*** Opening DOCUMENT EXTRACT ***

The Suvorins, in whose attractive summer home he spent twelve days, greeted him warmly. They were zealous in entertaining him and introduced him to their friends in the neighborhood, including the old and famous marine painter, I. K. Aivazovsky, at whose home he dined sumptuously. Chekhov admired the artist's beautiful young wife, but her ancient husband — who had been personally acquainted with Pushkin — struck him as a combination of general, bishop, artist, Armenian, naive old peasant, and Othello. Aivazovsky was proud of the fact that he had never read a book in his life — because, he explained, he had opinions of his own. Formal social gatherings, however, palled on Chekhov. lie preferred to spend his time on the beach at Feodosiya — where, he said, he could live for a thousand years without being bored, and enjoy sea bathing in water that was as soft as the hair of an innocent girl.

*** Closing DOCUMENT EXTRACT ***

* _REQUIRED WORK_:
[1] In the passage about Chekhov's stay with the Suvorins, list every kind of person or figure that Aivazovsky struck Chekhov as a combination of.
[2] Resume the passage about Chekhov's summer visit to the Suvorins, continuing from its last sentence.
The rows that follow come from a different source than the text above.

*** Opening RECORDS ***

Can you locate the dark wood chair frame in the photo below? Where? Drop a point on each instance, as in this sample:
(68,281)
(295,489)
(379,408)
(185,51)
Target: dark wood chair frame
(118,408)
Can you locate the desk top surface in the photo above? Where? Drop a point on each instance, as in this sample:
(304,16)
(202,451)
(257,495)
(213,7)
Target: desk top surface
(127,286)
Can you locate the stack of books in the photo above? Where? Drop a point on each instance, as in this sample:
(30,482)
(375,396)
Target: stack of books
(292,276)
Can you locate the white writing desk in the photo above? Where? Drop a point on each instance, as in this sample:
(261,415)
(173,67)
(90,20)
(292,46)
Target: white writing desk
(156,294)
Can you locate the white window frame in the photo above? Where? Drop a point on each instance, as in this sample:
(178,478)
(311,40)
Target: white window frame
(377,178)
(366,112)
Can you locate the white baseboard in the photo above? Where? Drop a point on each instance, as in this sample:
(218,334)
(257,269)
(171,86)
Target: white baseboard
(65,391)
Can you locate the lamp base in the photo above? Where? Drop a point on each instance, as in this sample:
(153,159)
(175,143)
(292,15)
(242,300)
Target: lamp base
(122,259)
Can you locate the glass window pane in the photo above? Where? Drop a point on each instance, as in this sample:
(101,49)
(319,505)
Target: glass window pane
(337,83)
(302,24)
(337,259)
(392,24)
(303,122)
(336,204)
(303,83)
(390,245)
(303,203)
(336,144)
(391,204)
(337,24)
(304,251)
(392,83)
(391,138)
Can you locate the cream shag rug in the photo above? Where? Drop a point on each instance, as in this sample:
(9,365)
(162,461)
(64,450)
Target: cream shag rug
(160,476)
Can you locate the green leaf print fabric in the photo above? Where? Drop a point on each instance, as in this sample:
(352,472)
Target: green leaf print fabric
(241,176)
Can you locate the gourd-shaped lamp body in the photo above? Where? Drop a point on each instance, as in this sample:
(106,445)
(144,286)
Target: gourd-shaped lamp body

*** Closing RECORDS ***

* _EXPECTED OUTPUTS_:
[1] General, bishop, artist, Armenian, naive old peasant, and Othello.

[2]
The real friendship that had begun between Chekhov and the Suvorins during his stay with them in Petersburg developed into intimacy at Feodosiya. It was impossible to be with Suvorin and be silent, Chekhov remarked; they discussed all possible subjects day and night. Despite her constant chatter, Suvorin's wife now won his admiration for her originality and cleverness. And her husband, he wrote Leontiev-Shcheglov, "is a great man. In art he is like a setter hunting a snipe — that is, he works with a devilish flair and always burns with passion. lie is a poor theoretician, has no taste for science; there is much he doesn't know and he is self-taught in everything, but from this comes his sheer doglike soundness and wholeness, and hence his independence of mind." (July 18, 1888.) There is some reason to believe that, during this stay at Feodosiya, Chekhov discussed and outlined his play The Wood Demon, which he offered to do in collaboration with Suvorin.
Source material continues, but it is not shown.